Text to read:
Grouping by 2 column - mysql

I have a query that shows how many messages, is being sent through my system the last year, grouped by months. Works perfectly!
The result look like this:
+------+-------+--------+--------+--------+
| Year | Month | Type 1 | Type 2 | Type 3 |
+------+-------+--------+--------+--------+
| 2013 | 10 | 0 | 2 | 3 |
| 2013 | 11 | 4 | 21 | 56 |
| 2013 | 12 | 1 | 10 | 16 |
| 2014 | 1 | 2 | 10 | 52 |
| 2014 | 2 | 1 | 62 | 118 |
+------+-------+--------+--------+--------+
(type 1,2 and 3 is simply different types of USERS -ignore this)
However, I'd like to avoid that the same receiver (msg_receiver) can be shown twice in the result set, for each month.
So if user 44 and 39 sends a message to user 70 in december, user_id 70 would only be counted ONCE for december. Currently, he will show up twice.

Complete the following:
(1) Translate this sentence from the MySQL post into Spanish: "However, I'd like to avoid that the same receiver (msg_receiver) can be shown twice in the result set, for each month."
(2) In the MySQL post, how many times should user 70 be counted for December when users 44 and 39 both message him?
(3) Return, unchanged, the part of the MySQL post that begins at the words "The result look" and stops after "show up twice.".

[Dataset extracts labeled with boxes]
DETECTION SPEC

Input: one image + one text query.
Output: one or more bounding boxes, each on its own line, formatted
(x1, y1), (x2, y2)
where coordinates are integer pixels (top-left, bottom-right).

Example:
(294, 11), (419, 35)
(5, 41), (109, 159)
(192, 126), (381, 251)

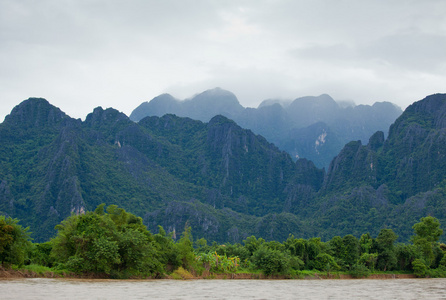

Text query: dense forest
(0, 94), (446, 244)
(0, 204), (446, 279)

==

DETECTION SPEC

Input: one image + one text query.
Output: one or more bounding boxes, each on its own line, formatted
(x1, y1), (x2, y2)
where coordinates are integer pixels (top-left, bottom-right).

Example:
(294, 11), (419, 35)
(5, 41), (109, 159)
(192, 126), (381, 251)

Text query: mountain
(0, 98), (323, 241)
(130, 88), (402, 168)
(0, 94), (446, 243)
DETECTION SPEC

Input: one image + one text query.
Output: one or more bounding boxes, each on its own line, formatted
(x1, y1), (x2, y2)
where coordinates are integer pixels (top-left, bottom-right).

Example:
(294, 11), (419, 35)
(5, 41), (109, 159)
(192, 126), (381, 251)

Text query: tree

...

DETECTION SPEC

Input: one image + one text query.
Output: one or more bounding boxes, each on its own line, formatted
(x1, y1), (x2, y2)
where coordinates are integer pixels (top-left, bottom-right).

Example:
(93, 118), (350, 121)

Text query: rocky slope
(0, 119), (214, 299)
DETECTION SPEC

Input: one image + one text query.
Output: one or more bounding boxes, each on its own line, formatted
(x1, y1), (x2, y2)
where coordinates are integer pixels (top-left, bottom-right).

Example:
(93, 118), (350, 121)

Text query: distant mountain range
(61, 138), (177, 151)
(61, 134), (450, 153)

Replies:
(1) Sin embargo, me gustaría evitar que el mismo destinatario (msg_receiver) pueda aparecer dos veces en el conjunto de resultados, para cada mes.

(2) Only once.

(3)
The result look like this:
+------+-------+--------+--------+--------+
| Year | Month | Type 1 | Type 2 | Type 3 |
+------+-------+--------+--------+--------+
| 2013 | 10 | 0 | 2 | 3 |
| 2013 | 11 | 4 | 21 | 56 |
| 2013 | 12 | 1 | 10 | 16 |
| 2014 | 1 | 2 | 10 | 52 |
| 2014 | 2 | 1 | 62 | 118 |
+------+-------+--------+--------+--------+
(type 1,2 and 3 is simply different types of USERS -ignore this)
However, I'd like to avoid that the same receiver (msg_receiver) can be shown twice in the result set, for each month.
So if user 44 and 39 sends a message to user 70 in december, user_id 70 would only be counted ONCE for december. Currently, he will show up twice.